# START OF Excerpted passage

Nanoscale Research Letters 2010, 5:1737-1743  doi:10.1007/s11671-010-9703-1

Published: 25 July 2010

Abstract

Atomic Force Microscopy complemented by Photoluminescence and Reflection High Energy Electron Diffraction has been used to study self-assembly of silver nanoparticles and multiwall carbon nanotubes on thermally decomposed GaAs (100) surfaces. It has been shown that the decomposition leads to the formation of arsenic plate-like structures. Multiwall carbon nanotubes spin coated on the decomposed surfaces were mostly found to occupy the depressions between the plates and formed boundaries. While direct casting of silver nanoparticles is found to induce microdroplets. Annealing at 300°C was observed to contract the microdroplets into combined structures consisting of silver spots surrounded by silver rings. Moreover, casting of colloidal suspension consists of multiwall carbon nanotubes and silver nanoparticles is observed to cause the formation of 2D compact islands. Depending on the multiwall carbon nanotubes diameter, GaAs/multiwall carbon nanotubes/silver system exhibited photoluminescence with varying strength. Such assembly provides a possible bottom up facile way of roughness controlled fabrication of plasmonic systems on GaAs surfaces.

# END OF Excerpted passage

Your objective
According to the abstract above, what did annealing at 300°C do to the microdroplets? Please answer in one sentence.

# START OF Data rows

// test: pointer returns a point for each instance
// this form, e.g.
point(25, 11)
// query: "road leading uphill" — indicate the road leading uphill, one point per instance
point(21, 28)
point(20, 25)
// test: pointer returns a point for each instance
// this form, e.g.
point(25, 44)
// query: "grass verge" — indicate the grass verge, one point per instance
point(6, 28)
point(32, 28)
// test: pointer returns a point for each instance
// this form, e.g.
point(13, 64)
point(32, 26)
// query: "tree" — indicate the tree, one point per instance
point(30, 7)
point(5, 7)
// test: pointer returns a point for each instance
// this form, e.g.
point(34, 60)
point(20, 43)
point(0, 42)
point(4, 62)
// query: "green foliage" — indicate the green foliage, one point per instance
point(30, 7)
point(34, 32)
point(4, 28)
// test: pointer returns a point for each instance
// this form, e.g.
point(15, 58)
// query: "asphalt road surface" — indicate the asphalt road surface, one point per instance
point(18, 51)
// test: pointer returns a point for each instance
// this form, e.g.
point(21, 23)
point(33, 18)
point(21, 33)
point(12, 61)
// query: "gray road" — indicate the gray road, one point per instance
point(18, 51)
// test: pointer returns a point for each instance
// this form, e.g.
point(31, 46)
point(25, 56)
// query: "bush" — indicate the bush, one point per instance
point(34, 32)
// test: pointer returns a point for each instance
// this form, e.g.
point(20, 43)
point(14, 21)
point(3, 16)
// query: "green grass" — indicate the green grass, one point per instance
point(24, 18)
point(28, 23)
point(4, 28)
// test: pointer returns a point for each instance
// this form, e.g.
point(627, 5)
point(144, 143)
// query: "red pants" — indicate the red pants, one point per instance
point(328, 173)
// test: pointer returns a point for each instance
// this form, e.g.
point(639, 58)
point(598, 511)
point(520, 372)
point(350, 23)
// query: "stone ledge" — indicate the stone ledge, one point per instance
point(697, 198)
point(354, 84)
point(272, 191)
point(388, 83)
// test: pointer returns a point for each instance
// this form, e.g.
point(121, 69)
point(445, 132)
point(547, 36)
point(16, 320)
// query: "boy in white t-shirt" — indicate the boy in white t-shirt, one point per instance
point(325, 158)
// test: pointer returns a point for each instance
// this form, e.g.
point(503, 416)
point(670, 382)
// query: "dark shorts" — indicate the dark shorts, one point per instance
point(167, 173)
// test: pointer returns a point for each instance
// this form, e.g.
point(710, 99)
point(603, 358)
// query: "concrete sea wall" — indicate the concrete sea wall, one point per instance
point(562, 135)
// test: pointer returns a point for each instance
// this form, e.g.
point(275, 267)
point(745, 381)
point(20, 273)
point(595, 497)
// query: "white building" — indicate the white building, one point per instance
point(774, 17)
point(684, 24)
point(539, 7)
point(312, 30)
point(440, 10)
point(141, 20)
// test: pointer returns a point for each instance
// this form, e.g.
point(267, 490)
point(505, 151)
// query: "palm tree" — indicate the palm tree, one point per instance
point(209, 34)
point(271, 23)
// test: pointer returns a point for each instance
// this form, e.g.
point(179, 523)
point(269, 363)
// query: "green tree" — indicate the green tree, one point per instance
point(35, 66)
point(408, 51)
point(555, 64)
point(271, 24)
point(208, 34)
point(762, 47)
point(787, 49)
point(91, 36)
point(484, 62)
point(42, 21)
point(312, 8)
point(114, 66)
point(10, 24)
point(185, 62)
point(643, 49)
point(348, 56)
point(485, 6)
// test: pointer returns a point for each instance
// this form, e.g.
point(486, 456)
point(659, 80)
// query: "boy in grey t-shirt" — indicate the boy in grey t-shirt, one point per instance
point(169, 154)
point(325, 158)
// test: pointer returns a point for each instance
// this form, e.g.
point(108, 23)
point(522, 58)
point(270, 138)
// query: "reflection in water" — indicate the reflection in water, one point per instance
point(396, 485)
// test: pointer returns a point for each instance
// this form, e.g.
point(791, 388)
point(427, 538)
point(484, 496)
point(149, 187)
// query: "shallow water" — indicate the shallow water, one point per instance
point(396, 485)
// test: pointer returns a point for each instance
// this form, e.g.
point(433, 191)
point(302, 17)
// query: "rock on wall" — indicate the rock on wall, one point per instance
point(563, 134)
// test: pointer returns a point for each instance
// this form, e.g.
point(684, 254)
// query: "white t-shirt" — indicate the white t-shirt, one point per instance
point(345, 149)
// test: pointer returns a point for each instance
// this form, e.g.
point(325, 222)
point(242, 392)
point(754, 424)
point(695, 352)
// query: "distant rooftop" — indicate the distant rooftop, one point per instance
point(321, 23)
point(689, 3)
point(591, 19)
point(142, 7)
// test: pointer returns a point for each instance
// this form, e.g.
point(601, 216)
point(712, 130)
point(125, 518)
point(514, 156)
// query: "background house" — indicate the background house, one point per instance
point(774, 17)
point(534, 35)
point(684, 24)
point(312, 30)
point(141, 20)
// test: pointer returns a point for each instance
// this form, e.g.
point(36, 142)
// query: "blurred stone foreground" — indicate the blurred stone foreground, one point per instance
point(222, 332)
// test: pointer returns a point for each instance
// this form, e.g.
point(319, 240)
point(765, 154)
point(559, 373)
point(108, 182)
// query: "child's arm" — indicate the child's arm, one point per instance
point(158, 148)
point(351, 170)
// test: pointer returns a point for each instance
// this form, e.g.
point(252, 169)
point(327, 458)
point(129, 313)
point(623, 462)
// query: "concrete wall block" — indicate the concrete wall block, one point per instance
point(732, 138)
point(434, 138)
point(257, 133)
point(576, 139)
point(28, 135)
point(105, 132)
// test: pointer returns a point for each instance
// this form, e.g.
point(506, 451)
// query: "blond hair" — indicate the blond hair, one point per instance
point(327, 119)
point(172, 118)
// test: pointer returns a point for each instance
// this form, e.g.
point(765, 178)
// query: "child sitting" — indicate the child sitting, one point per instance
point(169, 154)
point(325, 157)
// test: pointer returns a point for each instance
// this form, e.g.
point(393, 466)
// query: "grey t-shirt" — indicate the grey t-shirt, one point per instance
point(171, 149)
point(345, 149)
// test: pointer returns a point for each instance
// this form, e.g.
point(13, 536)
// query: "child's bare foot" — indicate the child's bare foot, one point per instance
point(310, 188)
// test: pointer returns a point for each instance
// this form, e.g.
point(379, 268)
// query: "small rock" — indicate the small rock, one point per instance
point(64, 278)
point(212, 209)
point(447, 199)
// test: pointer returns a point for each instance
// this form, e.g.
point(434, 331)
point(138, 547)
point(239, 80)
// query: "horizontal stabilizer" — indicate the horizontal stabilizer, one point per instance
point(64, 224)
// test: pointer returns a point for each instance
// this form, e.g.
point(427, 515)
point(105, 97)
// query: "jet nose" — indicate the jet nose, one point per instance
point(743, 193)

# END OF Data rows

Completed task
It contracted them into combined structures of silver spots surrounded by silver rings.